ACTIVITY:
Would you repeat the whole listing exactly, pictures excluded?

□ □ □ □ □

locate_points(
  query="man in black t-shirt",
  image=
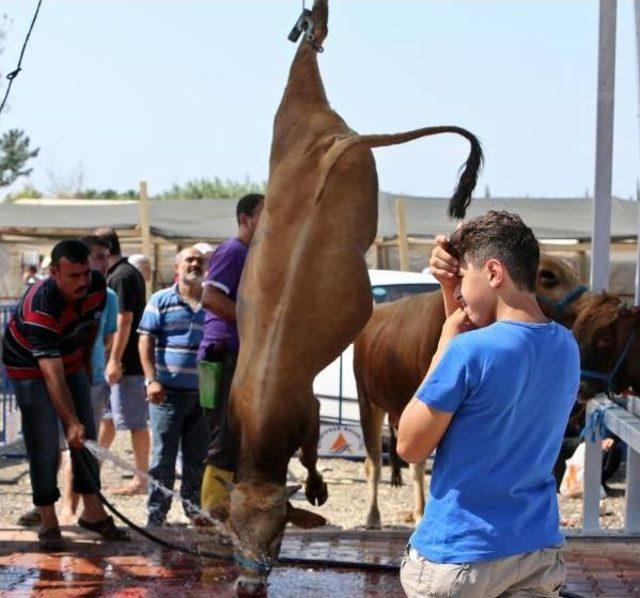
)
(129, 408)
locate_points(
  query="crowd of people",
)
(85, 349)
(90, 356)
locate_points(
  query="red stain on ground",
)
(140, 569)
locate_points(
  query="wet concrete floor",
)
(141, 569)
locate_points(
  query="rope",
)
(13, 74)
(84, 453)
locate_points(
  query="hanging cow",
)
(305, 294)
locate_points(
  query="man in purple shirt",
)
(220, 344)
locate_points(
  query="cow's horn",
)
(226, 483)
(289, 491)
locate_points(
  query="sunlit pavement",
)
(90, 568)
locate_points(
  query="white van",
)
(335, 386)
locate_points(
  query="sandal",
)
(105, 528)
(51, 540)
(30, 518)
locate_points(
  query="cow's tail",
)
(470, 171)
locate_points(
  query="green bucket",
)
(210, 374)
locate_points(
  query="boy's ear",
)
(495, 271)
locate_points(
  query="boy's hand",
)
(155, 393)
(457, 323)
(443, 265)
(75, 435)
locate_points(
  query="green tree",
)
(15, 152)
(215, 188)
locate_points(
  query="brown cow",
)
(392, 355)
(608, 334)
(304, 294)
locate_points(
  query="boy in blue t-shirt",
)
(495, 403)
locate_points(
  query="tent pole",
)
(145, 231)
(604, 147)
(403, 243)
(637, 23)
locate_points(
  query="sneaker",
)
(30, 518)
(51, 540)
(155, 523)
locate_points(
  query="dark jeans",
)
(41, 431)
(179, 418)
(223, 451)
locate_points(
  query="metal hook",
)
(304, 24)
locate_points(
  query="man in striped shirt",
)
(47, 354)
(170, 334)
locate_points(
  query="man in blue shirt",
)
(495, 403)
(170, 334)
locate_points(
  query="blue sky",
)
(170, 90)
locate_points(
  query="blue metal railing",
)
(7, 397)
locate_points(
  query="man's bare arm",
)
(53, 372)
(421, 427)
(217, 302)
(147, 349)
(120, 339)
(121, 335)
(420, 430)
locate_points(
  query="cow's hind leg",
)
(417, 474)
(315, 487)
(371, 418)
(394, 459)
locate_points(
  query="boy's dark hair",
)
(91, 241)
(75, 251)
(110, 237)
(248, 204)
(502, 236)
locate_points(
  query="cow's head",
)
(608, 334)
(257, 516)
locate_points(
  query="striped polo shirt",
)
(177, 330)
(44, 325)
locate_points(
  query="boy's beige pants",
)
(533, 574)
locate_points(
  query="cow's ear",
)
(305, 519)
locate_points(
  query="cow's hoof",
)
(396, 480)
(317, 493)
(373, 520)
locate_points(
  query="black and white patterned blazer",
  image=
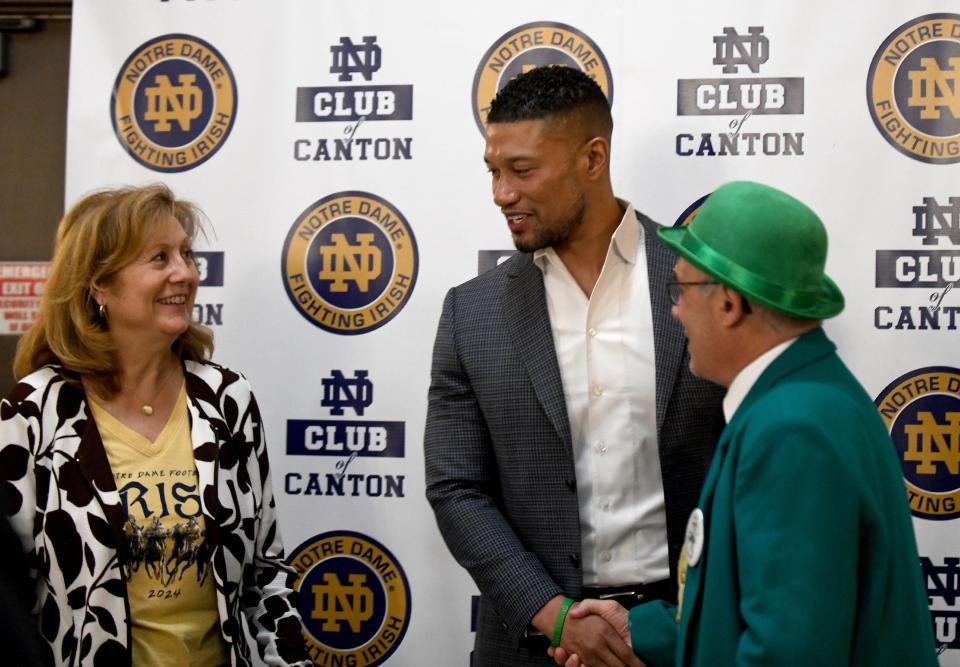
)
(499, 456)
(65, 506)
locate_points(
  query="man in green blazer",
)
(801, 551)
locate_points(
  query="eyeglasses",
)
(675, 288)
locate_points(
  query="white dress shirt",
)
(748, 376)
(605, 351)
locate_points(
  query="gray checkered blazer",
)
(499, 459)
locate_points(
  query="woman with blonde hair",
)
(134, 469)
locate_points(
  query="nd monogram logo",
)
(933, 88)
(537, 44)
(335, 602)
(934, 221)
(166, 102)
(342, 261)
(734, 49)
(340, 393)
(354, 599)
(929, 442)
(350, 59)
(913, 88)
(350, 262)
(943, 588)
(921, 409)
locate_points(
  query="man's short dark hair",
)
(549, 91)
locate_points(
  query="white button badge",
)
(693, 539)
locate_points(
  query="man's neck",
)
(584, 254)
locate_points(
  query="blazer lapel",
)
(668, 339)
(525, 311)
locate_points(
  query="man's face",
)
(538, 171)
(696, 312)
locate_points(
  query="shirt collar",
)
(626, 240)
(748, 376)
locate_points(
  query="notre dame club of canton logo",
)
(174, 103)
(921, 409)
(913, 88)
(537, 44)
(354, 599)
(350, 262)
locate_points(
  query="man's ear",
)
(734, 307)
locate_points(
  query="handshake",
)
(589, 633)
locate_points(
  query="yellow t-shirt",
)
(173, 602)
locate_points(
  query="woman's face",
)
(150, 299)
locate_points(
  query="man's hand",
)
(588, 638)
(613, 618)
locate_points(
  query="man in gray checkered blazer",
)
(566, 439)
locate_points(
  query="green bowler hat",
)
(763, 243)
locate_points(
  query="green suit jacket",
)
(809, 556)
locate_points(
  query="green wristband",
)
(558, 625)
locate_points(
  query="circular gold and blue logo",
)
(913, 90)
(921, 410)
(350, 262)
(173, 103)
(537, 44)
(354, 599)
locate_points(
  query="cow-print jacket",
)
(64, 504)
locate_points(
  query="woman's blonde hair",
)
(99, 236)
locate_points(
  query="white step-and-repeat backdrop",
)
(337, 149)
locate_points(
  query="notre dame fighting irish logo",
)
(922, 411)
(350, 262)
(354, 599)
(733, 49)
(913, 88)
(174, 103)
(350, 58)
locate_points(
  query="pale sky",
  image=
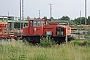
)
(60, 8)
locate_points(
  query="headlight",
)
(48, 32)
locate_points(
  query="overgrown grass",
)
(20, 51)
(46, 42)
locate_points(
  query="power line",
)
(50, 10)
(20, 14)
(85, 12)
(39, 13)
(23, 12)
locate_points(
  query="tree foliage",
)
(65, 18)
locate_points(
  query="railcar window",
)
(68, 28)
(31, 24)
(36, 23)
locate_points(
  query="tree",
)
(80, 20)
(45, 17)
(88, 20)
(64, 18)
(28, 18)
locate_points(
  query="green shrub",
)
(46, 42)
(41, 57)
(81, 43)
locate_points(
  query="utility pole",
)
(50, 10)
(80, 17)
(85, 12)
(23, 12)
(39, 13)
(20, 14)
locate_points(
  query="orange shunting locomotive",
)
(43, 28)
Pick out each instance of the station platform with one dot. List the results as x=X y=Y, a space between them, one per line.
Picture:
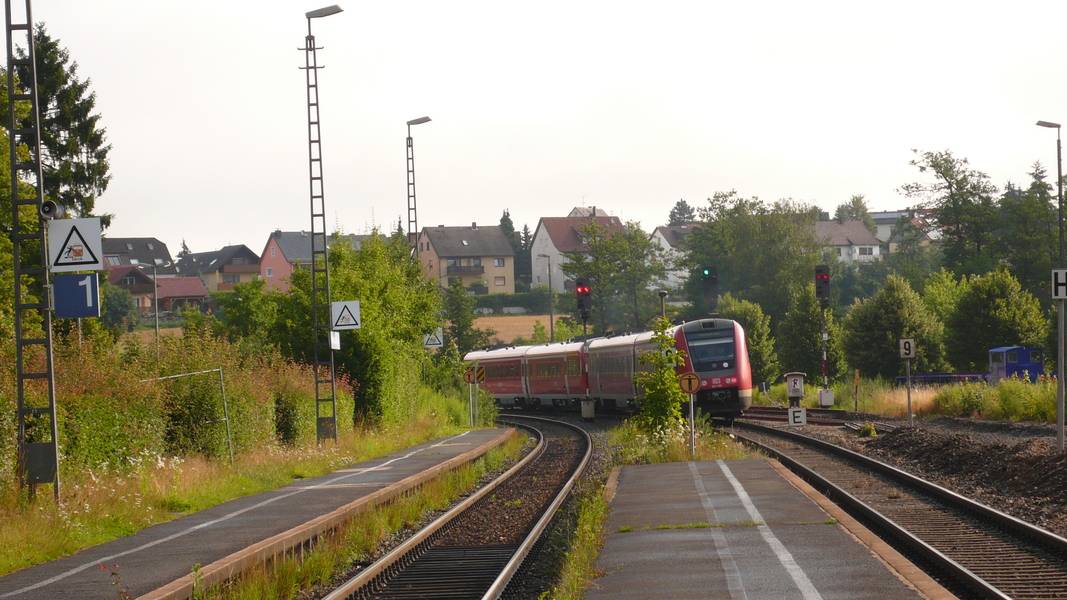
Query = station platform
x=158 y=562
x=739 y=530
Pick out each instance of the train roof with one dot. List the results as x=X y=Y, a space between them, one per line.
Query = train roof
x=558 y=347
x=509 y=352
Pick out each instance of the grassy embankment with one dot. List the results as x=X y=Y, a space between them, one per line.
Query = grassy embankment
x=136 y=453
x=632 y=446
x=356 y=540
x=1009 y=399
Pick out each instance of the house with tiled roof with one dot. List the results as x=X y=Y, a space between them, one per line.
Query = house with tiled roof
x=671 y=240
x=175 y=294
x=848 y=241
x=556 y=235
x=147 y=251
x=288 y=251
x=480 y=257
x=221 y=269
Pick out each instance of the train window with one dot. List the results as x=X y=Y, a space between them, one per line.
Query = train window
x=712 y=354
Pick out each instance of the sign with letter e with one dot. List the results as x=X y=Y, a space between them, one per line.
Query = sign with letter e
x=74 y=245
x=345 y=315
x=1060 y=284
x=76 y=296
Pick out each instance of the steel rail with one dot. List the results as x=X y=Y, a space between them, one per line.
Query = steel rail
x=524 y=549
x=379 y=567
x=860 y=509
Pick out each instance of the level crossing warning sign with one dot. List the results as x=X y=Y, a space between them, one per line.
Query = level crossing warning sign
x=434 y=340
x=74 y=245
x=345 y=315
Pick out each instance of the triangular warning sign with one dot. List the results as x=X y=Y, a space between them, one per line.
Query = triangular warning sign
x=75 y=251
x=346 y=318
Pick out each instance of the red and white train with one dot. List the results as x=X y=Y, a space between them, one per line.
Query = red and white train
x=603 y=368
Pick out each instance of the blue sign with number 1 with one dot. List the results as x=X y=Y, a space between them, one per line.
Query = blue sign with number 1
x=77 y=296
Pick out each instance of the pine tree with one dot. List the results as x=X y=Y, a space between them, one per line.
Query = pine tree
x=74 y=156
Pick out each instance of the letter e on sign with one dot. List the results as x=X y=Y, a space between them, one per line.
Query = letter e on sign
x=1060 y=284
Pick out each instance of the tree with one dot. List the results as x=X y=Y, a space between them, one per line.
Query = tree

□ □ □ □ □

YOUR SOLUTION:
locate_points(
  query="man in black t-shirt",
  image=
)
(129, 408)
locate_points(
  query="crowd of people",
)
(85, 349)
(90, 356)
locate_points(
  query="red stain on ground",
)
(140, 569)
locate_points(
  query="wet concrete floor",
)
(141, 569)
locate_points(
  query="rope",
)
(13, 74)
(84, 453)
locate_points(
  query="hanging cow",
)
(305, 294)
locate_points(
  query="man in purple shirt",
)
(220, 344)
locate_points(
  query="cow's horn",
)
(226, 483)
(289, 491)
locate_points(
  query="sunlit pavement",
)
(90, 568)
locate_points(
  query="white van",
)
(335, 386)
locate_points(
  query="sandal",
)
(105, 528)
(51, 540)
(30, 518)
locate_points(
  query="cow's tail",
)
(470, 171)
locate_points(
  query="green bucket",
)
(210, 374)
locate_points(
  query="boy's ear",
)
(495, 271)
locate_points(
  query="boy's hand",
)
(155, 393)
(457, 323)
(443, 265)
(75, 435)
locate_points(
  query="green tree",
)
(15, 152)
(215, 188)
locate_points(
  query="brown cow",
)
(392, 355)
(608, 334)
(304, 294)
locate_points(
  query="boy in blue t-shirt",
)
(495, 403)
locate_points(
  query="tent pole",
)
(145, 231)
(604, 147)
(403, 243)
(637, 23)
locate_points(
  query="sneaker",
)
(30, 518)
(51, 540)
(155, 523)
locate_points(
  query="dark jeans",
)
(41, 431)
(179, 418)
(223, 451)
locate_points(
  query="metal hook",
)
(304, 24)
locate_points(
  query="man in striped shirt",
)
(47, 354)
(170, 334)
locate_points(
  query="man in blue shirt",
)
(495, 403)
(170, 334)
locate_points(
  query="blue sky",
)
(170, 90)
locate_points(
  query="blue metal railing",
)
(7, 397)
locate_points(
  query="man's bare arm",
)
(53, 372)
(421, 427)
(217, 302)
(147, 349)
(120, 339)
(121, 335)
(420, 430)
locate_points(
  query="cow's hind leg",
)
(417, 474)
(315, 487)
(371, 418)
(394, 459)
locate_points(
  query="boy's dark hair",
)
(91, 241)
(75, 251)
(110, 237)
(248, 204)
(502, 236)
locate_points(
  query="cow's head",
)
(608, 334)
(257, 516)
locate_points(
  query="striped polo shirt",
)
(177, 330)
(44, 325)
locate_points(
  query="boy's beige pants",
)
(533, 574)
locate_points(
  query="cow's ear",
)
(305, 519)
locate_points(
  query="cow's hoof",
)
(396, 480)
(317, 493)
(373, 520)
locate_points(
  query="black and white patterned blazer",
  image=
)
(499, 456)
(65, 506)
locate_points(
  query="man in green blazer",
)
(801, 551)
locate_points(
  query="eyeglasses",
)
(675, 288)
locate_points(
  query="white dress shirt",
)
(748, 376)
(605, 351)
locate_points(
  query="gray checkered blazer",
)
(499, 459)
locate_points(
  query="woman with blonde hair",
)
(134, 469)
locate_points(
  query="nd monogram logo",
)
(933, 88)
(537, 44)
(335, 602)
(934, 221)
(166, 102)
(342, 261)
(734, 49)
(340, 393)
(354, 599)
(929, 442)
(350, 59)
(913, 88)
(350, 262)
(943, 588)
(921, 409)
locate_points(
  query="man's short dark hair",
)
(549, 91)
locate_points(
  query="white button badge",
)
(693, 539)
locate_points(
  query="man's neck",
)
(584, 254)
locate_points(
  query="blazer lapel",
)
(668, 339)
(525, 311)
locate_points(
  query="man's face",
)
(538, 171)
(696, 312)
locate_points(
  query="shirt collar",
)
(626, 240)
(748, 376)
locate_points(
  query="notre dame club of canton logo",
)
(174, 103)
(921, 409)
(913, 88)
(537, 44)
(354, 599)
(350, 262)
locate_points(
  query="man's ear",
)
(734, 307)
locate_points(
  query="handshake",
)
(589, 633)
locate_points(
  query="yellow t-shirt",
)
(173, 602)
locate_points(
  query="woman's face",
)
(150, 299)
locate_points(
  query="man's hand",
)
(588, 638)
(613, 618)
locate_points(
  query="man in gray checkered blazer",
)
(566, 439)
locate_points(
  query="green bowler hat",
)
(763, 243)
locate_points(
  query="green suit jacket",
)
(809, 556)
locate_points(
  query="green wristband",
)
(558, 625)
locate_points(
  query="circular gold and blue logo",
)
(913, 90)
(921, 410)
(350, 262)
(173, 103)
(537, 44)
(354, 599)
locate_points(
  query="cow-print jacket",
)
(64, 504)
locate_points(
  query="woman's blonde hair",
)
(99, 236)
locate_points(
  query="white step-and-repeat backdrop",
)
(337, 149)
locate_points(
  query="notre dame fighting irish logo",
)
(922, 411)
(350, 262)
(354, 599)
(733, 49)
(913, 88)
(174, 103)
(350, 58)
locate_points(
  query="pale sky",
  image=
)
(60, 8)
locate_points(
  query="headlight",
)
(48, 32)
locate_points(
  query="overgrown grass",
)
(20, 51)
(46, 42)
locate_points(
  query="power line",
)
(50, 10)
(20, 14)
(85, 12)
(39, 13)
(23, 12)
locate_points(
  query="tree foliage",
)
(65, 18)
locate_points(
  query="railcar window",
)
(68, 28)
(31, 24)
(36, 23)
locate_points(
  query="tree",
)
(80, 20)
(45, 17)
(88, 20)
(64, 18)
(28, 18)
locate_points(
  query="green shrub",
)
(46, 42)
(41, 57)
(81, 43)
locate_points(
  query="utility pole",
)
(50, 10)
(80, 17)
(85, 12)
(23, 12)
(39, 13)
(20, 14)
locate_points(
  query="orange shunting locomotive",
)
(43, 28)
Pick out each instance of the station platform with one dot. List the results as x=X y=Y, a space between them, one per line.
Picture:
Query = station platform
x=158 y=562
x=739 y=530
Pick out each instance of the train roof with one dot. List the results as x=X y=Y, a space between them, one per line.
Query = train roof
x=558 y=347
x=509 y=352
Pick out each instance of the grassy embankment with one dot. List the results as x=X y=Y, a space between them, one per line.
Query = grassy embankment
x=136 y=453
x=632 y=446
x=356 y=540
x=1009 y=399
Pick out each instance of the house with tiled roof with one dot. List the results as x=X y=Y, a space between them, one per line.
Query = house with tiled roof
x=671 y=240
x=175 y=294
x=848 y=241
x=556 y=235
x=147 y=251
x=288 y=251
x=480 y=257
x=221 y=269
Pick out each instance of the train window with one dot. List the results as x=X y=Y, a space between them, one per line.
Query = train window
x=712 y=354
Pick out each instance of the sign with letter e with one dot. List the results as x=X y=Y, a space between them, one per line.
Query = sign with letter e
x=74 y=245
x=345 y=315
x=1060 y=284
x=76 y=296
Pick out each instance of the steel rail with one dot. List the results as x=X y=Y, a space between them, one per line.
Query = steel rail
x=524 y=549
x=379 y=567
x=860 y=509
Pick out each instance of the level crossing warning sign with one dot. List the results as x=X y=Y, a space between them, one per line.
Query = level crossing warning sign
x=434 y=340
x=74 y=245
x=345 y=315
Pick out each instance of the triangular warning sign with one dot. List the results as x=X y=Y, a space between them, one per line.
Query = triangular warning sign
x=75 y=251
x=346 y=318
Pick out each instance of the red and white train with one dot. List the results as x=X y=Y, a space between them, one per line.
Query = red and white train
x=603 y=368
Pick out each instance of the blue sign with number 1 with one dot. List the results as x=X y=Y, a space between them, one per line.
Query = blue sign with number 1
x=77 y=296
Pick out each instance of the pine tree with one dot. List the results as x=X y=Y, a space between them, one per line.
Query = pine tree
x=74 y=156
Pick out each instance of the letter e on sign with one dot. List the results as x=X y=Y, a space between them, one per line.
Query = letter e on sign
x=1060 y=284
Pick out each instance of the tree with one dot. List the results as x=X y=Y, a space between them, one per line.
Query = tree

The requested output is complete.